PAGE TEXT
■ ■ ■ ■ ■

I've sent her some of the recommended readings / links from this thread, to explore barefoot in more details, now she just needs time to re-frame the issue and look at solutions. Sometimes when your world caves in, it's hard to see outside the box or to think of other perspectives. Everyone has provided different perspectives, and I have passed these on to her, I am really grateful to everyone for sharing their thoughts. A big thank you to all of you.


----------



## Andiamo (5 August 2015)

Cortez said:



			Whilst I agree in principle with what has been said re rehab, keeping the horse unshod, etc. with the average leisure or low level competition horse, I think when the subject is destined for a GP dressage career it is simply not worth taking the risk over the long term. If I was aiming a young horse at that level I would want to be as confidant as possible that spending a minimum of 5 years training to reach the level was not going to be wasted.

This is why professional trainers are so very picky when evaluating conformation, gaits, x-rays, etc.
		
Click to expand...

Exactly! She's invested approx 40K&#8364; already in this horse, and every month it is an extra 1,000&#8364;, and to have such a big risk, she feels that it's best to stop now.


----------



## ycbm (5 August 2015)

■ ■ ■ ■ ■

PROVIDED DATA

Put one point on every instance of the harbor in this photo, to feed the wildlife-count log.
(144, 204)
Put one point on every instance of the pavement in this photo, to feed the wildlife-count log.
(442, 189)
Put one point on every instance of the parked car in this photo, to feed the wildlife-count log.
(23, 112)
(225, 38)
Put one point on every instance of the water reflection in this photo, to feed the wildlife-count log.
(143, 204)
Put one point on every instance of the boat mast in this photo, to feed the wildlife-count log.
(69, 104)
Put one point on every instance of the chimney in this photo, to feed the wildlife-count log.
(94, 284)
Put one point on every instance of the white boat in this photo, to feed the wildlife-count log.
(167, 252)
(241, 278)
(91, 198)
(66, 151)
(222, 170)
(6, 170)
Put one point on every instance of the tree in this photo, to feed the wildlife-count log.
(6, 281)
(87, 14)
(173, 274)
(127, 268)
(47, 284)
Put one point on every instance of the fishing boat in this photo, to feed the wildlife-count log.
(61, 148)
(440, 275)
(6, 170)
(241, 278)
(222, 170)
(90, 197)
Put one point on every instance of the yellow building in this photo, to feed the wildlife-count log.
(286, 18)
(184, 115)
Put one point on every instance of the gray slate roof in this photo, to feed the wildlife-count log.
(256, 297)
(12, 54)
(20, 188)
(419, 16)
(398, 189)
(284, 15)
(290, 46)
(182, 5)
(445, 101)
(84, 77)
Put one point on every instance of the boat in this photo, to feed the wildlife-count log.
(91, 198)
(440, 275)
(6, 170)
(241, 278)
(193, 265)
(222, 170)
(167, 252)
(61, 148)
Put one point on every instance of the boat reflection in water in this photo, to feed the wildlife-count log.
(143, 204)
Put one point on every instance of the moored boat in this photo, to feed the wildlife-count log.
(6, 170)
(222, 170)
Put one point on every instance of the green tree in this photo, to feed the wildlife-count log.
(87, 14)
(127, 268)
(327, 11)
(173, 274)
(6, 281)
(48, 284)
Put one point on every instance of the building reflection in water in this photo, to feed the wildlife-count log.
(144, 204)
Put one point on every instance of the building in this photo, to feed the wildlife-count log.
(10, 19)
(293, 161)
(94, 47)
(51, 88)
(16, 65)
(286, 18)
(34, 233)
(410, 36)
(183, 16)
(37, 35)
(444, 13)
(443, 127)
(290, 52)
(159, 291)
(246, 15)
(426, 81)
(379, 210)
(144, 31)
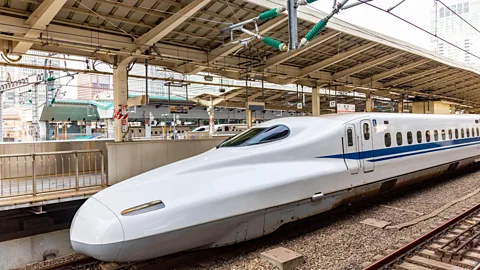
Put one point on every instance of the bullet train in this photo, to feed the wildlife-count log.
(277, 172)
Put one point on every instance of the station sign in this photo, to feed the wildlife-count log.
(178, 109)
(345, 108)
(22, 82)
(256, 106)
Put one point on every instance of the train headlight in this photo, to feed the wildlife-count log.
(143, 208)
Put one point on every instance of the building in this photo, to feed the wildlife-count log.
(452, 28)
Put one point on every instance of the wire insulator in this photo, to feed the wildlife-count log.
(315, 30)
(274, 43)
(272, 13)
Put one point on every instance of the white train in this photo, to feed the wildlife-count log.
(280, 171)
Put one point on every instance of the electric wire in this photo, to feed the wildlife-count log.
(476, 29)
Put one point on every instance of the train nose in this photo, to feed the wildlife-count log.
(96, 231)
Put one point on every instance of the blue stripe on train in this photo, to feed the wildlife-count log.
(408, 150)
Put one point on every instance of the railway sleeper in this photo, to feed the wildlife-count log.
(467, 263)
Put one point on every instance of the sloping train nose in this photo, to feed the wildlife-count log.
(96, 231)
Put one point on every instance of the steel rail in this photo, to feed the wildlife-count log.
(412, 245)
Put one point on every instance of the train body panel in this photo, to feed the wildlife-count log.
(251, 185)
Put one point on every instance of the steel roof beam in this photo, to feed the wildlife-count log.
(282, 57)
(394, 71)
(38, 21)
(366, 65)
(166, 26)
(335, 59)
(227, 49)
(414, 76)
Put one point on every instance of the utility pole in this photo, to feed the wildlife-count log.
(292, 25)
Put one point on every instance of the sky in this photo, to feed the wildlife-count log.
(415, 11)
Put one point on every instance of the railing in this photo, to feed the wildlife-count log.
(31, 174)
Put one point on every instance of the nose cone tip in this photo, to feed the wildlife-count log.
(96, 231)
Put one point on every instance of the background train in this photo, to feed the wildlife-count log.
(277, 172)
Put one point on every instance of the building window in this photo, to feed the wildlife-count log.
(388, 140)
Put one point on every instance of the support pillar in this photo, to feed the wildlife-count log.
(212, 118)
(249, 118)
(88, 128)
(316, 110)
(120, 96)
(368, 104)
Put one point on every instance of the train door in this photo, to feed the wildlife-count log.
(350, 147)
(366, 138)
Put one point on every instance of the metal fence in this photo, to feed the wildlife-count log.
(31, 174)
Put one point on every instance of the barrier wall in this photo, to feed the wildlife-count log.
(133, 158)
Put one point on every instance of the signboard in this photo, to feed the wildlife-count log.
(345, 108)
(256, 106)
(22, 82)
(178, 109)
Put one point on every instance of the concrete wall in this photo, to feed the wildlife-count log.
(133, 158)
(19, 252)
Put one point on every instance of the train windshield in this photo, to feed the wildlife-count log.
(258, 136)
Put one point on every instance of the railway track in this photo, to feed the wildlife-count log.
(455, 245)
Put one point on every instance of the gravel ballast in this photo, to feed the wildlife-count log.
(337, 239)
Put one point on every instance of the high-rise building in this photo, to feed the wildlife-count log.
(447, 25)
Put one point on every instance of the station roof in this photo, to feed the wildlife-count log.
(185, 36)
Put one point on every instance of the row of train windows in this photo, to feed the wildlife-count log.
(458, 132)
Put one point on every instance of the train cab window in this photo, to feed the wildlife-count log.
(350, 137)
(259, 135)
(399, 138)
(388, 140)
(366, 131)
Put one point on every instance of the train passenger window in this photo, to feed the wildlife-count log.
(350, 137)
(388, 140)
(399, 138)
(410, 137)
(366, 131)
(258, 136)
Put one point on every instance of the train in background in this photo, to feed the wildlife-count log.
(277, 172)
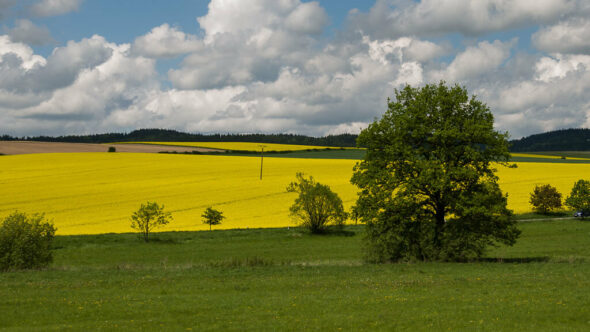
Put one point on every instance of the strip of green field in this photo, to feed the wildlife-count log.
(240, 146)
(282, 279)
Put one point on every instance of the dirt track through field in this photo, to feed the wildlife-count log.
(22, 147)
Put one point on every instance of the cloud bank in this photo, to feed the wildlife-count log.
(268, 66)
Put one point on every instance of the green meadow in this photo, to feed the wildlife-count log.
(285, 279)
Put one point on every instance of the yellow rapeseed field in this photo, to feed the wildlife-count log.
(87, 193)
(240, 146)
(542, 156)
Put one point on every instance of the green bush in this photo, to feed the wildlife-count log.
(317, 206)
(149, 217)
(212, 217)
(25, 242)
(545, 198)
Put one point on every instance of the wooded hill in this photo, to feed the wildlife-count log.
(559, 140)
(167, 135)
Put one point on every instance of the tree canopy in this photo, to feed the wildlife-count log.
(579, 198)
(545, 198)
(212, 217)
(428, 189)
(148, 217)
(317, 206)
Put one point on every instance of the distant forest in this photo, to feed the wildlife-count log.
(167, 135)
(559, 140)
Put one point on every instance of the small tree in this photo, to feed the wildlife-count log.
(212, 217)
(545, 198)
(579, 198)
(149, 217)
(317, 205)
(25, 241)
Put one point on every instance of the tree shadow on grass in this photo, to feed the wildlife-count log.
(513, 260)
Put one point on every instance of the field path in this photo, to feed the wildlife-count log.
(29, 147)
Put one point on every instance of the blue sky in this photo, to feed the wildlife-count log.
(309, 67)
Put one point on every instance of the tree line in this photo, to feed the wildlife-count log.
(168, 135)
(558, 140)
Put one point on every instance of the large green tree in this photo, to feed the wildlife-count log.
(428, 189)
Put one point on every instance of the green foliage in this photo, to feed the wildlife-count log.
(428, 189)
(212, 217)
(579, 198)
(149, 217)
(25, 242)
(317, 206)
(545, 198)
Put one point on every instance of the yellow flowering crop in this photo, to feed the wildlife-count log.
(87, 193)
(542, 156)
(241, 146)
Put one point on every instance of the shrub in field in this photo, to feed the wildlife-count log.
(428, 187)
(579, 198)
(149, 217)
(212, 217)
(317, 206)
(25, 241)
(545, 198)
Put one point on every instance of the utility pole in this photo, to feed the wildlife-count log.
(261, 159)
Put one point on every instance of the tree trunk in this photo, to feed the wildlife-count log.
(439, 219)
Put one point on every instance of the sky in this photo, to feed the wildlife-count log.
(284, 66)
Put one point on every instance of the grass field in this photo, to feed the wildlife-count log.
(238, 146)
(279, 279)
(92, 193)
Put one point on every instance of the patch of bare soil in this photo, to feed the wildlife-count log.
(27, 147)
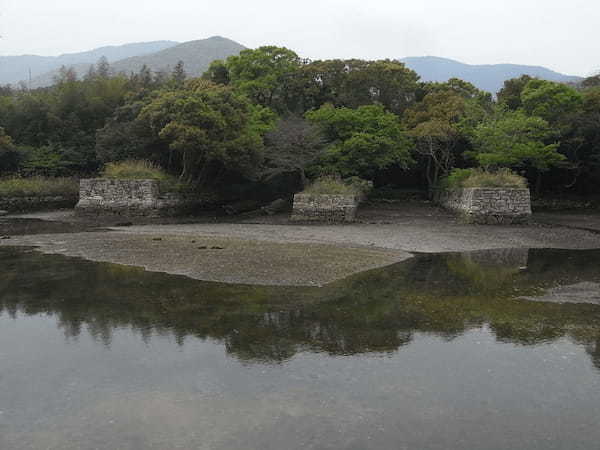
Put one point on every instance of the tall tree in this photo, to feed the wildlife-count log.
(514, 139)
(179, 74)
(209, 129)
(362, 140)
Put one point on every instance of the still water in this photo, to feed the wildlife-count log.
(449, 351)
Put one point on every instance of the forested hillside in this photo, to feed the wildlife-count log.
(16, 68)
(487, 77)
(268, 118)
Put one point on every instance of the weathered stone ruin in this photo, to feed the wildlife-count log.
(126, 197)
(324, 208)
(488, 205)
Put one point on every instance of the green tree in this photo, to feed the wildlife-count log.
(362, 141)
(551, 101)
(209, 128)
(510, 94)
(179, 74)
(515, 140)
(9, 155)
(217, 72)
(262, 74)
(442, 122)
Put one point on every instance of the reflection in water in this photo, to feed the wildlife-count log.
(377, 311)
(437, 352)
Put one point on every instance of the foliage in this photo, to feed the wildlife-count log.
(260, 74)
(10, 157)
(510, 94)
(293, 143)
(352, 83)
(34, 186)
(513, 139)
(208, 128)
(551, 101)
(466, 178)
(443, 120)
(362, 140)
(336, 186)
(143, 170)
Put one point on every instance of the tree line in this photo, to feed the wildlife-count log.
(268, 111)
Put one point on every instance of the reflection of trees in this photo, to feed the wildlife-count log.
(377, 311)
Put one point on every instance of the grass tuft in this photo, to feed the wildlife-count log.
(336, 186)
(143, 170)
(469, 178)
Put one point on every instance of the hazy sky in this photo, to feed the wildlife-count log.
(563, 35)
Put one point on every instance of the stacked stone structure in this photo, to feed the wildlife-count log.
(126, 197)
(324, 208)
(488, 205)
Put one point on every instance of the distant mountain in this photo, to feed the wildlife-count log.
(488, 77)
(196, 56)
(16, 68)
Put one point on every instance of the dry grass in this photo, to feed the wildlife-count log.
(143, 170)
(467, 178)
(333, 186)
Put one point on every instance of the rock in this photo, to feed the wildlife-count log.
(279, 205)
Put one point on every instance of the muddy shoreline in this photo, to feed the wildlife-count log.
(271, 251)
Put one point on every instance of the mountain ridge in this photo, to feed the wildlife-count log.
(487, 77)
(15, 68)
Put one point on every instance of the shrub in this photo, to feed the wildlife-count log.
(143, 170)
(337, 186)
(467, 178)
(38, 186)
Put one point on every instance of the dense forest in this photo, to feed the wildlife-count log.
(267, 112)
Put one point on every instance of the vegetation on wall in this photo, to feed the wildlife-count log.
(268, 111)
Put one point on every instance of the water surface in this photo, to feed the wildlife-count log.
(436, 352)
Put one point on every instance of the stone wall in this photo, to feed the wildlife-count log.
(488, 205)
(128, 198)
(324, 208)
(36, 203)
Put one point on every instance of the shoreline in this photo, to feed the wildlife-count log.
(268, 251)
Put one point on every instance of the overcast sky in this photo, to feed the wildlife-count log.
(563, 35)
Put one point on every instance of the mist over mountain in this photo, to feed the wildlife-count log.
(16, 68)
(196, 56)
(488, 77)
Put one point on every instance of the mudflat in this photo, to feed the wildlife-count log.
(271, 251)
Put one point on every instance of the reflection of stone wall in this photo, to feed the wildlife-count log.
(507, 257)
(126, 197)
(324, 208)
(33, 203)
(488, 205)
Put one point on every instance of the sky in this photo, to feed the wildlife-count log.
(558, 34)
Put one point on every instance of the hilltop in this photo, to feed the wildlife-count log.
(16, 68)
(488, 77)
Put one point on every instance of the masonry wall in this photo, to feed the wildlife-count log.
(488, 205)
(126, 197)
(324, 208)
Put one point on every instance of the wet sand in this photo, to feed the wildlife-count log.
(272, 251)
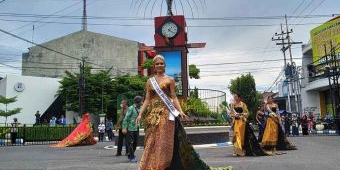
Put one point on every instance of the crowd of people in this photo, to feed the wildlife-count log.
(166, 145)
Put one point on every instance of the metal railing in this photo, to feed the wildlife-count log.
(33, 134)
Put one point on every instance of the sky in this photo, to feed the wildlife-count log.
(238, 33)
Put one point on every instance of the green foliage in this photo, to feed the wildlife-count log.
(98, 90)
(148, 63)
(195, 106)
(99, 87)
(6, 113)
(194, 71)
(41, 133)
(246, 87)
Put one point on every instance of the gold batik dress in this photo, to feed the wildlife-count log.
(159, 134)
(239, 128)
(166, 145)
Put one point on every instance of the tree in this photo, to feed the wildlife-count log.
(5, 113)
(194, 71)
(246, 87)
(101, 90)
(98, 90)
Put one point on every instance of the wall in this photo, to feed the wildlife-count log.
(38, 94)
(101, 51)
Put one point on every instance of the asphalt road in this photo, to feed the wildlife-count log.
(314, 153)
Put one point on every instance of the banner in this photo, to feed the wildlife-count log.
(325, 35)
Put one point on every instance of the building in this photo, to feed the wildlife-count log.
(33, 94)
(45, 64)
(52, 58)
(316, 91)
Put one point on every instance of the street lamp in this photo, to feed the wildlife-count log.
(332, 73)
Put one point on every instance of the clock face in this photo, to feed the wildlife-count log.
(19, 87)
(169, 29)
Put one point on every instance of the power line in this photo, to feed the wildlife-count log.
(150, 25)
(241, 62)
(77, 17)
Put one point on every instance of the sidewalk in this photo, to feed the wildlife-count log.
(314, 153)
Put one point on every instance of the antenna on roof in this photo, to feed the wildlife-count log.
(84, 18)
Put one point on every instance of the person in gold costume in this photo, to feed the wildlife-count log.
(273, 137)
(166, 146)
(244, 141)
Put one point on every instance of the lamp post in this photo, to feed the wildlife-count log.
(332, 73)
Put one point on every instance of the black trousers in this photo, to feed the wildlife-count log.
(121, 137)
(132, 143)
(101, 136)
(109, 134)
(13, 137)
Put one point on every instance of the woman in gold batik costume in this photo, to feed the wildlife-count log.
(244, 141)
(166, 146)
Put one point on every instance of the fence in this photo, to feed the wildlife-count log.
(30, 134)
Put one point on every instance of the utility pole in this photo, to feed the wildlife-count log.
(333, 74)
(82, 87)
(283, 49)
(84, 18)
(290, 70)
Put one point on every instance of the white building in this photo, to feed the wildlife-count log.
(33, 94)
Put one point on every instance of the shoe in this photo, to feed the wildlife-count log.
(134, 160)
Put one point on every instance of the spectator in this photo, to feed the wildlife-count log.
(124, 105)
(109, 128)
(14, 130)
(261, 121)
(101, 132)
(53, 121)
(132, 128)
(311, 122)
(287, 124)
(37, 118)
(304, 124)
(62, 120)
(295, 125)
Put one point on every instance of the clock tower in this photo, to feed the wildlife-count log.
(170, 31)
(171, 42)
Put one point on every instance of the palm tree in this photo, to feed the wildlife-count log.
(7, 112)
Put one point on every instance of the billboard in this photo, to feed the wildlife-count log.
(325, 35)
(173, 60)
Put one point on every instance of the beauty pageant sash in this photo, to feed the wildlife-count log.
(173, 111)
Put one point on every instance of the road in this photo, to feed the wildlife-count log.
(314, 153)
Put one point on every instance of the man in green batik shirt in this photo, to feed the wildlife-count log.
(129, 126)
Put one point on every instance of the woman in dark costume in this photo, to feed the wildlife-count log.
(274, 137)
(244, 140)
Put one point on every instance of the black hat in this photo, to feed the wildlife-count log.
(138, 99)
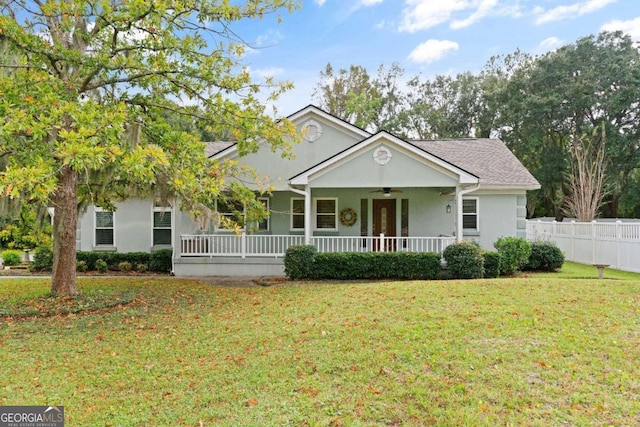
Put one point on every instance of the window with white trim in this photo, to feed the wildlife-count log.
(470, 214)
(326, 214)
(297, 214)
(265, 223)
(104, 235)
(161, 226)
(231, 212)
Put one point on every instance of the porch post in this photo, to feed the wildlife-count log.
(307, 211)
(307, 215)
(458, 214)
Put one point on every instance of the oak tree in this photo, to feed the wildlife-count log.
(85, 91)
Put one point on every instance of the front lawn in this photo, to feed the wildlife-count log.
(539, 350)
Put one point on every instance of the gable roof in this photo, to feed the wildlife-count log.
(215, 149)
(488, 158)
(464, 176)
(485, 160)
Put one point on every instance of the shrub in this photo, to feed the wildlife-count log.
(545, 256)
(376, 265)
(101, 265)
(515, 253)
(125, 266)
(161, 261)
(81, 266)
(11, 257)
(113, 259)
(298, 261)
(464, 260)
(492, 261)
(42, 259)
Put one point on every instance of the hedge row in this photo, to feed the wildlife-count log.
(304, 262)
(158, 261)
(465, 260)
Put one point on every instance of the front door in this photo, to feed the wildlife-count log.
(384, 222)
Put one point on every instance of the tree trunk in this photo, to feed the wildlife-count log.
(65, 222)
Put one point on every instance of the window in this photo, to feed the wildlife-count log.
(326, 216)
(470, 214)
(297, 214)
(104, 228)
(264, 224)
(161, 226)
(231, 212)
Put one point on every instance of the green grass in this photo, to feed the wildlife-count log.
(535, 351)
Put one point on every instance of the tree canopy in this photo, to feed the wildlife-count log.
(88, 92)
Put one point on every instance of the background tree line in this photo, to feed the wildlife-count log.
(579, 103)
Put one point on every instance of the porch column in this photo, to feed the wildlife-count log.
(307, 215)
(307, 211)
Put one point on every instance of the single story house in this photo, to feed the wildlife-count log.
(345, 190)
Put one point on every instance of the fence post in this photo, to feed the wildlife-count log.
(573, 240)
(618, 243)
(243, 244)
(593, 241)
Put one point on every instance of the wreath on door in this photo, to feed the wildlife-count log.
(348, 217)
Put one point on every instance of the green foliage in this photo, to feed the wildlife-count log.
(42, 259)
(74, 100)
(304, 262)
(11, 257)
(464, 260)
(545, 256)
(376, 265)
(161, 261)
(113, 259)
(492, 261)
(298, 261)
(125, 266)
(24, 227)
(81, 266)
(101, 265)
(514, 253)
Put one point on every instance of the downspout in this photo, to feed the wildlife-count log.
(307, 212)
(459, 194)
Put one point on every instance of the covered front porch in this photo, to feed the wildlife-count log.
(275, 246)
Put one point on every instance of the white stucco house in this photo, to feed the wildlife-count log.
(345, 190)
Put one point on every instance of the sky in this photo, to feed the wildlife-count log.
(424, 37)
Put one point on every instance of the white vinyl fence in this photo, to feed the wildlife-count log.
(614, 243)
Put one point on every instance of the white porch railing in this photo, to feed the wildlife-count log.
(209, 245)
(613, 243)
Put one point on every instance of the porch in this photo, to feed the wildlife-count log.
(262, 255)
(275, 246)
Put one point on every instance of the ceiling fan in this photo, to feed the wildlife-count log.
(386, 191)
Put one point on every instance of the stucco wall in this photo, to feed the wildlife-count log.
(499, 215)
(133, 228)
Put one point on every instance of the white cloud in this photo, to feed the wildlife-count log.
(560, 13)
(266, 73)
(424, 14)
(631, 27)
(550, 43)
(484, 8)
(432, 50)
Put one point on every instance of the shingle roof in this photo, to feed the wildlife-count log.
(487, 158)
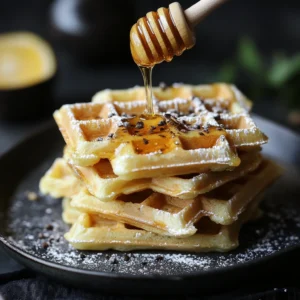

■ ■ ■ ■ ■

REQUIRED WORK
#1 Using the forum thread, explain in one to three sentences why the owner feels it is best to stop now with this horse.
#2 Please answer these questions from the forum thread, one per line:
(a) What did the first poster send her to explore barefoot in more detail?
(b) According to Cortez, what is the minimum number of years of training needed to reach the level?
(c) How much extra does the horse cost each month?

ANSWERS TO THE EXERCISES
#1 She has already invested about 40K€ in the horse, and it costs an extra 1,000€ every month. With that outlay, the risk is too big for her to continue.

#2
(a) Some of the recommended readings and links from the thread
(b) 5 years
(c) 1,000€